§ **AUFGABE**: Gib aus dem folgenden Textausschnitt über die Besuchszeiten im Hospiz die Passage von „Eingeschränkte Besuchszeiten im“ bis „Rückverfolgung möglich ist.“ wortgetreu wieder.

§ **TEXTAUSSCHNITT**:
========================================

Eingeschränkte Besuchszeiten im Hospiz
Die Besuchszeiten im Hospiz Anavena in Hadamar wurden auf zweimal täglich von 10 bis 12 Uhr sowie 16 bis 18 Uhr beschränkt, teilt mir die Leiterin Christiane Stahl mit. „Wir können die Menschen, die im Sterben liegen, nicht alleine lassen“, so ihre Meinung. Aber es kommt auch nicht mehr jeder einfach auf die Station. Wer jemanden besuchen möchte, wird gefragt, wo er herkommt und wie er sich fühlt. Kommt jemand aus einem Risikogebiet oder leidet unter Symptomen, darf er die Station nicht betreten. Zudem werden die Besucher angeleitet, wie sie sich die Hände zu waschen und zu desinfizieren haben. Jeder Besucher muss sich zudem in eine Liste eintragen, damit im Fall der Fälle eine Rückverfolgung möglich ist.

========================================

§ **DIE DATEN**:
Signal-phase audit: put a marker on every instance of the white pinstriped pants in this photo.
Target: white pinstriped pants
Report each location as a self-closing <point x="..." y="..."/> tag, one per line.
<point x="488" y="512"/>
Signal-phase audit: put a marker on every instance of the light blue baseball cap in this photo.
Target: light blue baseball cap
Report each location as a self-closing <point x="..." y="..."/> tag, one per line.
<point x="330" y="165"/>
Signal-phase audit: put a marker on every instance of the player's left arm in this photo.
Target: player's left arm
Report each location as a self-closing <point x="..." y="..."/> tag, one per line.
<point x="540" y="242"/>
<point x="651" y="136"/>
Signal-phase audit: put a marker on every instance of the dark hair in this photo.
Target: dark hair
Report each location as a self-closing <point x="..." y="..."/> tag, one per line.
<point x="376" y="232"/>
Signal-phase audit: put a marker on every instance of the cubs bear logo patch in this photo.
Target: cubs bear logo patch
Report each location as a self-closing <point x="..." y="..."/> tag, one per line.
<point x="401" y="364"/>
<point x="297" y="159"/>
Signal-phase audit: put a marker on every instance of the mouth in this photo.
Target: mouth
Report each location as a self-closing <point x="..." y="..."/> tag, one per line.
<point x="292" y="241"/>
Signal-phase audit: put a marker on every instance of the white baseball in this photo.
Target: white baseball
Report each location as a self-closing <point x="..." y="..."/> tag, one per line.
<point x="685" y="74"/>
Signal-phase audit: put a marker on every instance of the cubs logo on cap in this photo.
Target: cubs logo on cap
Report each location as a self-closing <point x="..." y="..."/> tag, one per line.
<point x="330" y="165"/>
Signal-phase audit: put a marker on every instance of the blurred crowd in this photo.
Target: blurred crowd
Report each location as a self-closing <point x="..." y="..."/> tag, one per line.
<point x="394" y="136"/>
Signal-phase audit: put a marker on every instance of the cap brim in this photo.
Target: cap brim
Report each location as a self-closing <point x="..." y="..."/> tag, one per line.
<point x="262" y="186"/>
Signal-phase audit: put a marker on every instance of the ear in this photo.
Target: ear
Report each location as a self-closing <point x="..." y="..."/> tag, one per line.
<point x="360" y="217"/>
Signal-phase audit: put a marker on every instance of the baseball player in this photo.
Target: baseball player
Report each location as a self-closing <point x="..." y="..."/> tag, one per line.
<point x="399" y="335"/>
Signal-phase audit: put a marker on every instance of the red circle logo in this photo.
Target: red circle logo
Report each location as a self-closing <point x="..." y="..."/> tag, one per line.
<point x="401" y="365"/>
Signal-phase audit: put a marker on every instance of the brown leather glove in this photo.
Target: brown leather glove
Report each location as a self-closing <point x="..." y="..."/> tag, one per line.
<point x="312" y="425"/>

========================================

§ **ANTWORT**:
Eingeschränkte Besuchszeiten im Hospiz
Die Besuchszeiten im Hospiz Anavena in Hadamar wurden auf zweimal täglich von 10 bis 12 Uhr sowie 16 bis 18 Uhr beschränkt, teilt mir die Leiterin Christiane Stahl mit. „Wir können die Menschen, die im Sterben liegen, nicht alleine lassen“, so ihre Meinung. Aber es kommt auch nicht mehr jeder einfach auf die Station. Wer jemanden besuchen möchte, wird gefragt, wo er herkommt und wie er sich fühlt. Kommt jemand aus einem Risikogebiet oder leidet unter Symptomen, darf er die Station nicht betreten. Zudem werden die Besucher angeleitet, wie sie sich die Hände zu waschen und zu desinfizieren haben. Jeder Besucher muss sich zudem in eine Liste eintragen, damit im Fall der Fälle eine Rückverfolgung möglich ist.